__Extracted entries__:
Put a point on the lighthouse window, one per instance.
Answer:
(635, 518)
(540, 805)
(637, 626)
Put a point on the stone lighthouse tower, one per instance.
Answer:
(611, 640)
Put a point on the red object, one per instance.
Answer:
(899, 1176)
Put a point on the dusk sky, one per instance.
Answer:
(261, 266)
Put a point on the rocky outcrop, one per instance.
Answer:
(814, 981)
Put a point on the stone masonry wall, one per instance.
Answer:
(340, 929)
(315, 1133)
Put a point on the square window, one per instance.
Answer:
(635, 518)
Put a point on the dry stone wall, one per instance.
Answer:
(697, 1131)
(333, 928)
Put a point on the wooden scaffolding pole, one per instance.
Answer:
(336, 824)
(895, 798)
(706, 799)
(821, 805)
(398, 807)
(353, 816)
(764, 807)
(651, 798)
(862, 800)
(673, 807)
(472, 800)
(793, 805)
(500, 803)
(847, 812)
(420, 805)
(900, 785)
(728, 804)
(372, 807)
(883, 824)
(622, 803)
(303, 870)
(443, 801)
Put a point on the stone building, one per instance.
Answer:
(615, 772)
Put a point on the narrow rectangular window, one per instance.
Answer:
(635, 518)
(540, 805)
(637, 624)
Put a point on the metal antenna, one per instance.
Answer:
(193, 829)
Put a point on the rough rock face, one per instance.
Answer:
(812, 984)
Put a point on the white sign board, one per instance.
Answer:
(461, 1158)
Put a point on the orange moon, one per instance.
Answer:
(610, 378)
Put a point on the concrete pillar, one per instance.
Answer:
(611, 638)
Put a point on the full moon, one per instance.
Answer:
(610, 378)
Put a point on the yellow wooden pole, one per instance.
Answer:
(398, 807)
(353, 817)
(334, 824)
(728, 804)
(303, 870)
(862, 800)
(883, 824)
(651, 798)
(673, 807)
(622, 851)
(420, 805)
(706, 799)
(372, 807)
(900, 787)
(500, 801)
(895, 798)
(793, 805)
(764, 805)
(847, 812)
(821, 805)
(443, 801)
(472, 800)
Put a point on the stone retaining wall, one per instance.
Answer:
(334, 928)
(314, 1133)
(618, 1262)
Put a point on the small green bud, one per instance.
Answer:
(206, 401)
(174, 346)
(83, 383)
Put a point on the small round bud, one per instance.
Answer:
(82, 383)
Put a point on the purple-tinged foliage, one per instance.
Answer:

__Required action__:
Repeat the listing above in full.

__Task answer__:
Put a point on the lighthouse window, one per instance.
Answer:
(635, 518)
(540, 805)
(637, 626)
Put a point on the stone lighthouse tower, one per instance.
Answer:
(611, 640)
Put a point on the red object, one per instance.
Answer:
(899, 1176)
Put a point on the dusk sky, one per instance.
Answer:
(261, 266)
Put a point on the rocky outcrop, one per instance.
Answer:
(814, 981)
Put a point on the stone masonry wall, one per instance.
Answer:
(340, 929)
(315, 1133)
Put a point on the square window, one per instance.
Answer:
(635, 518)
Put a point on the dry stone wall, one per instance.
Answer:
(697, 1131)
(333, 928)
Put a point on the wooden scaffolding pole, one per instance.
Answer:
(336, 824)
(895, 798)
(706, 799)
(821, 805)
(398, 807)
(353, 816)
(764, 807)
(651, 798)
(862, 800)
(673, 807)
(472, 800)
(793, 805)
(500, 803)
(847, 812)
(420, 805)
(900, 785)
(728, 804)
(372, 807)
(883, 824)
(622, 803)
(303, 870)
(443, 801)
Put a point on the stone building, one per instance.
Answer:
(615, 772)
Put a point on the narrow rectangular window, one per instance.
Answer:
(635, 518)
(540, 805)
(637, 624)
Put a point on the metal antenna, one per instance.
Answer:
(193, 829)
Put a point on the rough rock face, one per instance.
Answer:
(812, 984)
Put a point on the white sign board, one per instance.
Answer:
(461, 1158)
Put a point on the orange moon, one per instance.
Answer:
(610, 378)
Put a point on the concrete pillar, one per instance.
Answer:
(611, 638)
Put a point on the full moon, one per instance.
Answer:
(610, 378)
Put a point on the yellow wooden pole, one per instance.
Answer:
(398, 807)
(353, 817)
(334, 824)
(728, 804)
(303, 870)
(862, 800)
(883, 824)
(651, 798)
(673, 807)
(622, 851)
(420, 805)
(706, 799)
(372, 807)
(900, 787)
(500, 801)
(895, 798)
(793, 805)
(764, 805)
(847, 812)
(821, 805)
(443, 801)
(472, 800)
Put a point on the stone retaining wall, one per instance.
Answer:
(334, 928)
(314, 1133)
(618, 1262)
Put a point on the small green bud, one per instance.
Answer:
(206, 401)
(174, 346)
(83, 383)
Put a point on the small round bud, one per instance.
Answer:
(82, 383)
Put a point on the purple-tinged foliage, one per instance.
Answer:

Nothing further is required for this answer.